*** The data Section Begins ***

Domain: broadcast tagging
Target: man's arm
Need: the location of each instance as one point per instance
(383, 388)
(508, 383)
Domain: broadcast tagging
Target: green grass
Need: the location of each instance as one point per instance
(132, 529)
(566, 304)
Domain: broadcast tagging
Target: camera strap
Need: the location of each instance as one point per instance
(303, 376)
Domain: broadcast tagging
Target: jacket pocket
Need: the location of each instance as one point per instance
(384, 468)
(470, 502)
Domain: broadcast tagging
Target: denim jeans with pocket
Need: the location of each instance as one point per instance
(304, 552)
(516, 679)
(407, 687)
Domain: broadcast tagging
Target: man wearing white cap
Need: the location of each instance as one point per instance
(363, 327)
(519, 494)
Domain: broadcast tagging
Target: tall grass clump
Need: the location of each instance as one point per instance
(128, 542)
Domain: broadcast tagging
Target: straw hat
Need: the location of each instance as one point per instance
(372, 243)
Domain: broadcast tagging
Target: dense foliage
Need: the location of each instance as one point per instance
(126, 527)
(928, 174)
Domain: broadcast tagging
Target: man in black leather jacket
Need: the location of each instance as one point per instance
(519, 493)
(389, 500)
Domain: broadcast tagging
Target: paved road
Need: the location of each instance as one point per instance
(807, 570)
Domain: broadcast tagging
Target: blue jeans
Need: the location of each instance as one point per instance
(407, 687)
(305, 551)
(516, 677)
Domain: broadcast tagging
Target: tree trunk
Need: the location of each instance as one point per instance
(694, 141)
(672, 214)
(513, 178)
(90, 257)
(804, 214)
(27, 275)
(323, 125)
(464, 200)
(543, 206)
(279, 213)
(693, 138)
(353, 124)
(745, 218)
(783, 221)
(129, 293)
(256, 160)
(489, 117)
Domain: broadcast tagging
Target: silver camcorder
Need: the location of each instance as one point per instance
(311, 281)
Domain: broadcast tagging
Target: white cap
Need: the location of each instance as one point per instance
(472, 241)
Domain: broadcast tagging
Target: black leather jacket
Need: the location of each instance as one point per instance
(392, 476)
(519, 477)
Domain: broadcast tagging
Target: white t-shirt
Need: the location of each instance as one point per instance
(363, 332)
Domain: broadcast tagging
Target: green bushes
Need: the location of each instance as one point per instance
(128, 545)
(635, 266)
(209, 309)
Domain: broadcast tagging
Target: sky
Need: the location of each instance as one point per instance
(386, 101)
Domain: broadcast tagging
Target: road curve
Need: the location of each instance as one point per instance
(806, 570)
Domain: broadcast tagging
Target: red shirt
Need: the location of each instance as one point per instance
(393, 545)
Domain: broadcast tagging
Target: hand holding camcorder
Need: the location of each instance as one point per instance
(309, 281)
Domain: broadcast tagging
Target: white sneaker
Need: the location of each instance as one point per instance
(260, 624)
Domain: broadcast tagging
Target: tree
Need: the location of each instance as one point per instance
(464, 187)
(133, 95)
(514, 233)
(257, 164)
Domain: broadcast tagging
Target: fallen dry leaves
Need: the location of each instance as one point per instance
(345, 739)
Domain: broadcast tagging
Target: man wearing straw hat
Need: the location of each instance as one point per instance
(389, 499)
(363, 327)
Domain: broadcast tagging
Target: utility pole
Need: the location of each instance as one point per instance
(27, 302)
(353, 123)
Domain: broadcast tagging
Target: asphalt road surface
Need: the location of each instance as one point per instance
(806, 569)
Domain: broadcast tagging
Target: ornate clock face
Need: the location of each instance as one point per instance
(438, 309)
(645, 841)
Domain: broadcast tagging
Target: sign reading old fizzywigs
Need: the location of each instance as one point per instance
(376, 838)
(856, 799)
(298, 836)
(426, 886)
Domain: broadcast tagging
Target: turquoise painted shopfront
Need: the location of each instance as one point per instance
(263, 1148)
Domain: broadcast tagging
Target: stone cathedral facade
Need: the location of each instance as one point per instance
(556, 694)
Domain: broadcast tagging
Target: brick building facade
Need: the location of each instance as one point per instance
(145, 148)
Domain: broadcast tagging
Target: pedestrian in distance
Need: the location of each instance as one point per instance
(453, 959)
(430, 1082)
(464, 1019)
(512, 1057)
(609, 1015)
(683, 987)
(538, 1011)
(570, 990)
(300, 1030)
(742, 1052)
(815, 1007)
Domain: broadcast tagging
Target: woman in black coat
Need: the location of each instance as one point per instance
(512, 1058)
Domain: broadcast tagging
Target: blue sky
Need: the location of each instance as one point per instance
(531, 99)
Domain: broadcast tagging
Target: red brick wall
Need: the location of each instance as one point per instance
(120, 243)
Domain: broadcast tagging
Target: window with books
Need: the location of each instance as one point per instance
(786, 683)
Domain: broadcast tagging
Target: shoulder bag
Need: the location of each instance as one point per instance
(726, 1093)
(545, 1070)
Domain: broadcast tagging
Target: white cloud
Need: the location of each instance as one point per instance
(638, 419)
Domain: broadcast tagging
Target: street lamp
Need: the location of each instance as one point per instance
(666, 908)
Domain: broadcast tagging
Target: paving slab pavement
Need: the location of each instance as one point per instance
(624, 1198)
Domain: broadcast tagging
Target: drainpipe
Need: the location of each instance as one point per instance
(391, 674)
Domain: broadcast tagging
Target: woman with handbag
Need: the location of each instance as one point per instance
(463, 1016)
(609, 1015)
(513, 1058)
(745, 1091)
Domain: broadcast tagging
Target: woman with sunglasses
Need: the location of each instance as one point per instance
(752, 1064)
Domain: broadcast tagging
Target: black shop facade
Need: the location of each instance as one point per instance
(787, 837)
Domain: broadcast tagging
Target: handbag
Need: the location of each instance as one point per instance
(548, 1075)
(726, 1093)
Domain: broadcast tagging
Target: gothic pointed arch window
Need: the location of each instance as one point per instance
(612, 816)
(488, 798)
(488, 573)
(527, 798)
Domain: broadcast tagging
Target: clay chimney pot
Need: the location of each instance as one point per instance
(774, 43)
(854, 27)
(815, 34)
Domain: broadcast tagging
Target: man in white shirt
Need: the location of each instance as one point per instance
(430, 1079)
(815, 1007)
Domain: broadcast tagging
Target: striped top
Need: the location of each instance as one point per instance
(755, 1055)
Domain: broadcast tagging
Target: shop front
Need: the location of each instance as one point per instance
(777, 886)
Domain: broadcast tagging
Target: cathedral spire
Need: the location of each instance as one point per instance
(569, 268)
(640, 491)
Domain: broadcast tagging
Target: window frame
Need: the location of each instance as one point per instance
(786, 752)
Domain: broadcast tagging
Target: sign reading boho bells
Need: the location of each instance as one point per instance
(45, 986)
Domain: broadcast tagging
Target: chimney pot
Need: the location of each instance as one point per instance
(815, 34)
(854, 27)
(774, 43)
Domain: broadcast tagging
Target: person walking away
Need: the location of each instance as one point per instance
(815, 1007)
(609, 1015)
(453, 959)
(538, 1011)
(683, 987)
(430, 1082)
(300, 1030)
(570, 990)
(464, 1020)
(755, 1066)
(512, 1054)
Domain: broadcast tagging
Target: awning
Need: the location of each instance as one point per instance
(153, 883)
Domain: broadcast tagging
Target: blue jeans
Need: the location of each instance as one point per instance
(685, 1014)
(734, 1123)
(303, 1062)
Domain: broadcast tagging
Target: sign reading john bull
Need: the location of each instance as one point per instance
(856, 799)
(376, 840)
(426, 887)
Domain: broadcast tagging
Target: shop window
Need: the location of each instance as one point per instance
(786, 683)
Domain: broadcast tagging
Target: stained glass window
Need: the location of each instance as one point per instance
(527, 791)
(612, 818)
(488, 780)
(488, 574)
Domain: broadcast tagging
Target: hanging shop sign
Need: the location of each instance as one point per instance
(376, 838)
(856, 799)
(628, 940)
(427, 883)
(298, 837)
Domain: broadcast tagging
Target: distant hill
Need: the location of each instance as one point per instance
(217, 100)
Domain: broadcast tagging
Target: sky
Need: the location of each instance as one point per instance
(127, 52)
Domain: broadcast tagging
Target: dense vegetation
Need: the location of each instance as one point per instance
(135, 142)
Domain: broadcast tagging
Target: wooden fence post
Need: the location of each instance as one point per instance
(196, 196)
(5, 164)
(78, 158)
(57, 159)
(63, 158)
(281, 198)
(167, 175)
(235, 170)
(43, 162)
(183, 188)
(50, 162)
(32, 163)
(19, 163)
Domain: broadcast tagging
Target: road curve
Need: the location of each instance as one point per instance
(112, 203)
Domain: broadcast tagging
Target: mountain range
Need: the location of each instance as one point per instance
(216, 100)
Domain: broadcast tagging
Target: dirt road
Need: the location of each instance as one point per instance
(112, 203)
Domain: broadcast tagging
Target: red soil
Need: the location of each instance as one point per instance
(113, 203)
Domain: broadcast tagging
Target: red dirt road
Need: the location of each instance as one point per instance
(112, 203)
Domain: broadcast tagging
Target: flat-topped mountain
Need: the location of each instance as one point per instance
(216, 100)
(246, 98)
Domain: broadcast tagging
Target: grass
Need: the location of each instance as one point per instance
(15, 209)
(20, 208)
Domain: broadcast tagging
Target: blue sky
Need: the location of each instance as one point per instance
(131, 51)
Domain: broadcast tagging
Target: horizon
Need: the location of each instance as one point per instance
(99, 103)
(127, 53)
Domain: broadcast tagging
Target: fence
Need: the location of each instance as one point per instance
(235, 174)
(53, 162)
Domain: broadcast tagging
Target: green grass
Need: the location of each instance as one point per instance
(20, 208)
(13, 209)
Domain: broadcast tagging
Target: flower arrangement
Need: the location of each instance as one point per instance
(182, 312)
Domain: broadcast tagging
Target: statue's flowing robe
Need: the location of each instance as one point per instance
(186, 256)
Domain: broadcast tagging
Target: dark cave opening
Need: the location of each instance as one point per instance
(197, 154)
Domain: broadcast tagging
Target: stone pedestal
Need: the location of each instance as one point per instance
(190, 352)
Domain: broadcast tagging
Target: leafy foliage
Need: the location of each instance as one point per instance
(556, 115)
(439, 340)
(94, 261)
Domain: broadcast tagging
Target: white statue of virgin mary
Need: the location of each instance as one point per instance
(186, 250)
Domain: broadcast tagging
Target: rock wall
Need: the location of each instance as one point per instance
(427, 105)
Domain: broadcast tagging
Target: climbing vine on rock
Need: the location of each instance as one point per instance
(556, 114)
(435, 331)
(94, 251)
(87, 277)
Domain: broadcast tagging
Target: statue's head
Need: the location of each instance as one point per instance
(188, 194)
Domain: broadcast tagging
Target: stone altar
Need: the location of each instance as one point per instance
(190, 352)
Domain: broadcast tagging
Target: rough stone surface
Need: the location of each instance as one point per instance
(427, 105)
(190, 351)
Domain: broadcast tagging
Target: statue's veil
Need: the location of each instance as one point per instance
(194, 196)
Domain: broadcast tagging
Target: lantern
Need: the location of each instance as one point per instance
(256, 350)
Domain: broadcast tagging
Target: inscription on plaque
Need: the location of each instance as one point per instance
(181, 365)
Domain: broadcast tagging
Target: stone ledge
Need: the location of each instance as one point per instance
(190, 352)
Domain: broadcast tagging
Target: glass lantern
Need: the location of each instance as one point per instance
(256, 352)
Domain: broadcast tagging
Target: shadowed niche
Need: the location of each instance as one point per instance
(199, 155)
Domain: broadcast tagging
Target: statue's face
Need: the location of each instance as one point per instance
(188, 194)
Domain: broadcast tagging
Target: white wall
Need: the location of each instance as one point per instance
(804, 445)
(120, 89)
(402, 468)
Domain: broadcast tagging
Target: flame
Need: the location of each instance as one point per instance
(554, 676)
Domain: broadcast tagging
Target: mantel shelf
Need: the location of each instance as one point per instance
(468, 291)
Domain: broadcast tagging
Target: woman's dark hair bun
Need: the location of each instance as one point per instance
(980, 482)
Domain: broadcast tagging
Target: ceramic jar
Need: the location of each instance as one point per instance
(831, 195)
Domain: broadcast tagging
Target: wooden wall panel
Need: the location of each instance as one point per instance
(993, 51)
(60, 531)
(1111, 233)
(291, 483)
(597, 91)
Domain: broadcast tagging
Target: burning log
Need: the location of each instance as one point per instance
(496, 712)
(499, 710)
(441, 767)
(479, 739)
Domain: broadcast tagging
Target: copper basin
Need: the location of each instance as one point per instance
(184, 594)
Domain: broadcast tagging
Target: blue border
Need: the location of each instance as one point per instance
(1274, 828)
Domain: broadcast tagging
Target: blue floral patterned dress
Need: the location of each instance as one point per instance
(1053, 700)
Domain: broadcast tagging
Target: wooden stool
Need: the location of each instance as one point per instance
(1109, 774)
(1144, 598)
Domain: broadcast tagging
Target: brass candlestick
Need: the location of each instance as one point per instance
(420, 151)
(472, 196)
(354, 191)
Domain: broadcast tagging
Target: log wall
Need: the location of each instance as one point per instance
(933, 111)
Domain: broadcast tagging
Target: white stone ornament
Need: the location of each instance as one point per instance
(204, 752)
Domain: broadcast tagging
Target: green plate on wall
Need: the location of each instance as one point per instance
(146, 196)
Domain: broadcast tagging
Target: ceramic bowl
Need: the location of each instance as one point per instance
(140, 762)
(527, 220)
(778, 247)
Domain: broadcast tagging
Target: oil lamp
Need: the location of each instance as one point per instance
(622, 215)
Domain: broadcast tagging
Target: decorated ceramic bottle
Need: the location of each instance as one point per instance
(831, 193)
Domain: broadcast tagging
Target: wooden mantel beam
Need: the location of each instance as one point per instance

*** The data Section Ends ***

◆ About this exercise
From the entries above, show each line that includes the string "dense".

◆ Task output
Target: dense foliage
Target: dense vegetation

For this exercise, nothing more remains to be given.